Type out the data again. Keep every line exactly the same.
# # #
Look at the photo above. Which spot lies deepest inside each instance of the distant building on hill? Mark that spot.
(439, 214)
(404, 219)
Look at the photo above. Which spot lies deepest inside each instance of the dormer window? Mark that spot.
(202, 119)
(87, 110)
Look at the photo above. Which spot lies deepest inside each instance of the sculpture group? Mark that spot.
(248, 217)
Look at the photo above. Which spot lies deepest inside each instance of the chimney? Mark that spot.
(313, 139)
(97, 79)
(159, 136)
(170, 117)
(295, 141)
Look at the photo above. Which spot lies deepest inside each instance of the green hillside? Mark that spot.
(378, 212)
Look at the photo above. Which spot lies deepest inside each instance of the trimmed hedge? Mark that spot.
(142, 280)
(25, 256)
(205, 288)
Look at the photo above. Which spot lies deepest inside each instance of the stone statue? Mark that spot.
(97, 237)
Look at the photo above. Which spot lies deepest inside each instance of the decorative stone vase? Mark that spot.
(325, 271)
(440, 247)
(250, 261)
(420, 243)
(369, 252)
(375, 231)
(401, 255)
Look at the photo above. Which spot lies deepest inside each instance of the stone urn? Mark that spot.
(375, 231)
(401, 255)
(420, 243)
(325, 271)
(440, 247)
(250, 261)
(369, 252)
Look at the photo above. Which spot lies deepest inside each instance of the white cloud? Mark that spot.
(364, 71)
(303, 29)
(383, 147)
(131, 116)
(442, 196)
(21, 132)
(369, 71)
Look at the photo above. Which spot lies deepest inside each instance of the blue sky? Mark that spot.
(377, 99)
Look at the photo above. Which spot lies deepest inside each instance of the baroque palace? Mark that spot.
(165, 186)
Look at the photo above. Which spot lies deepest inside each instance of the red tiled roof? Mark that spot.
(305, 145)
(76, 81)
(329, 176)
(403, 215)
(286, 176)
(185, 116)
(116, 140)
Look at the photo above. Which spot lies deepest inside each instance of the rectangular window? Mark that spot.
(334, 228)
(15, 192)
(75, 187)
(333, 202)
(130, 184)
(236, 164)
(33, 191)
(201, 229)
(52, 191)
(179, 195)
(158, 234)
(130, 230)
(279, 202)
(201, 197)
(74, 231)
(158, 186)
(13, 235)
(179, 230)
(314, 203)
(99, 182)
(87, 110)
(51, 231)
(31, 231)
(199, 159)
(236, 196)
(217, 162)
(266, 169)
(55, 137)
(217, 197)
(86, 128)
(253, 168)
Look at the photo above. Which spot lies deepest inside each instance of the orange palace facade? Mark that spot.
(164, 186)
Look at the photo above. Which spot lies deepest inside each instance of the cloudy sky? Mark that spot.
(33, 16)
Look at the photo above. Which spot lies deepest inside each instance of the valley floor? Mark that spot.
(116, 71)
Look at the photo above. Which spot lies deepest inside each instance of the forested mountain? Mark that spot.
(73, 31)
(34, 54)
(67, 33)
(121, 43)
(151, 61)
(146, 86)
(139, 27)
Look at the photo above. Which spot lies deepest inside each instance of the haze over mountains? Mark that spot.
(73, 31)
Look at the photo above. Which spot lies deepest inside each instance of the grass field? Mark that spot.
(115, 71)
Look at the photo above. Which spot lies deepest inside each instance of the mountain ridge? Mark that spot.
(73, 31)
# # #
SOLUTION FOR THIS PROBLEM –
Look at the photo above. Which spot lies deepest inside each instance of the distant building on hill? Mark that spot.
(439, 214)
(404, 219)
Look at the photo above. Which spot lies deepest inside each instance of the dormer window? Mark that spot.
(202, 119)
(87, 110)
Look at the photo above. Which spot lies deepest inside each instance of the sculpture group? Mark that spot.
(248, 217)
Look at the photo above. Which spot lies deepest inside each instance of the chimney? Mark that spot.
(313, 139)
(97, 79)
(159, 136)
(170, 117)
(295, 141)
Look at the photo above. Which spot lies deepest inside each instance of the green hillside? Mark that spot.
(378, 212)
Look at the photo above. Which spot lies deepest inside each instance of the trimmed hedge? Mark that spot.
(142, 280)
(25, 256)
(205, 288)
Look at the photo above. Which spot lies deepest inside each instance of the stone statue? Mark that spot.
(97, 237)
Look at the photo above. Which spot lies deepest inside each instance of the decorative stone vase? Mark that spot.
(325, 271)
(440, 247)
(250, 261)
(420, 243)
(369, 252)
(375, 231)
(401, 255)
Look at the photo above. Which spot lies deepest inside each instance of the stone urn? Mark that spot.
(375, 231)
(401, 255)
(420, 243)
(325, 271)
(440, 247)
(250, 261)
(369, 252)
Look at the photo above. Which spot lies deepest inside each instance of the white cloud? Mark that spot.
(364, 71)
(303, 29)
(383, 147)
(131, 116)
(442, 196)
(21, 132)
(369, 71)
Look at the photo above. Which spot lies deepest inside each instance of the blue sky? Mark that spot.
(377, 99)
Look at the photo above. Which spot lies deepest inside each instance of the baroque palace? Mark that spot.
(165, 186)
Look at the photo above. Which spot lies deepest inside each instance of the red tiled roof? Mark that spot.
(305, 145)
(76, 81)
(329, 176)
(403, 215)
(286, 176)
(185, 116)
(116, 140)
Look at the photo above. Which spot lies deepest inside each instance of the rectangular window? Mark that spot.
(334, 228)
(15, 192)
(75, 187)
(333, 202)
(130, 184)
(236, 164)
(33, 191)
(201, 229)
(52, 191)
(179, 195)
(158, 234)
(130, 230)
(279, 202)
(201, 197)
(74, 231)
(158, 186)
(13, 235)
(179, 230)
(314, 203)
(99, 182)
(87, 110)
(51, 231)
(31, 231)
(199, 159)
(236, 196)
(217, 162)
(266, 169)
(55, 137)
(217, 197)
(86, 128)
(253, 168)
Look at the photo above. Which spot lies deepest inside each instance of the orange palace facade? Mark that spot.
(164, 186)
Look at the photo above. Which spot lies deepest inside each instance of the cloudy sky? Mark that spot.
(33, 16)
Look at the photo above. Which spot lies deepest inside each instance of the valley floor? Mark that spot.
(116, 71)
Look at the photo above. Which spot lies deepest inside each instance of the forested mountain? Mark that spot.
(73, 31)
(34, 54)
(67, 33)
(121, 43)
(151, 61)
(146, 86)
(139, 27)
Look at the photo above. Which spot lies deepest inside each instance of the haze over mountains? Mark that spot.
(73, 31)
Look at the photo above. Which spot lies deepest inside each instance of the grass field? Mark that spot.
(115, 71)
Look at the photo above. Which spot lies deepest inside each instance of the mountain ridge? Mark that spot.
(73, 31)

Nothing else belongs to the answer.